• Set task: In the game analysis below, what number can the opponent subtract from 20 to leave you with 12 again?

Your opponent can subtract squares (1,4,9), cubes (1,8), or double
it; i.e., your opponent can leave 3, 4, 8, 11, or 24. The first
four all lose quickly, so your opponent will leave you with 24.
Now, you can subtract a square (1,4,9,16), a cube (1,8), or double
it. So you can leave 8, 15, 16, 20, 23, or 48. Leaving 8, 15,
16, or 23 lose [for 23, your opponent subtracts 16 leaving 7 and
wins; you lose] so you must decide between leaving 20 or 48.
If you leave 20, your opponent can subtract 8 and leave 12 to you!
That was what you left to start this analysis! So you can cycle
like this forever.
Now, if you leave 20, and the opponent subtracts the squares 1,4,9,16
then the opponent loses. So the opponent will either cycle by
subtracting 8 and leaving 12, or will double to 40.

• Dataset records:

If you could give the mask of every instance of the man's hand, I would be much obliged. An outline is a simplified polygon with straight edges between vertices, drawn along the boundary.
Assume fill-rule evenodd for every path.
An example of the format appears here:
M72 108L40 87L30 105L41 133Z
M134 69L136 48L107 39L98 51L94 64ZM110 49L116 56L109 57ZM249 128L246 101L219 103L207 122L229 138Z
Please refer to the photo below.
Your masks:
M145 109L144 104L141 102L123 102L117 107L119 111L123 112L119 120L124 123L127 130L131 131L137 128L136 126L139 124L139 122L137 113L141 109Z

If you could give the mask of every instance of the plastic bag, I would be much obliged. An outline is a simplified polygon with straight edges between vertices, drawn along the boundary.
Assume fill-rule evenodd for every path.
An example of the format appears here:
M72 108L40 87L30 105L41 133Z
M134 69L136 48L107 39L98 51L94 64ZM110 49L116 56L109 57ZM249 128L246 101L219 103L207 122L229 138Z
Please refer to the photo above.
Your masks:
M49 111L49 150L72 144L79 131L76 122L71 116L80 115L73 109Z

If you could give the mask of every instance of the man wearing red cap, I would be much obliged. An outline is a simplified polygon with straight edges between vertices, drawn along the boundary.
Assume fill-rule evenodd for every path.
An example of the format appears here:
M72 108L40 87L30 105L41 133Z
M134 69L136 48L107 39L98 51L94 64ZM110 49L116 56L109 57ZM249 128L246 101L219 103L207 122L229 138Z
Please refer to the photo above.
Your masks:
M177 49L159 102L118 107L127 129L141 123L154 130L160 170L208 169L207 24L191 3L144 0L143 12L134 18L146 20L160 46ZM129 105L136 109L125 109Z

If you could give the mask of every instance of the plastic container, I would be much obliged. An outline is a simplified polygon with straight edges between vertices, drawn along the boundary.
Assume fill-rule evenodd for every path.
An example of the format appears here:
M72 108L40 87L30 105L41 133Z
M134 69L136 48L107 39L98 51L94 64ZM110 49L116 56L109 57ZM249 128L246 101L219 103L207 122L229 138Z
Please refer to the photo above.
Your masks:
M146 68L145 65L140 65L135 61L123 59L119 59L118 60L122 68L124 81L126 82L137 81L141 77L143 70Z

• The result: The opponent can subtract 8.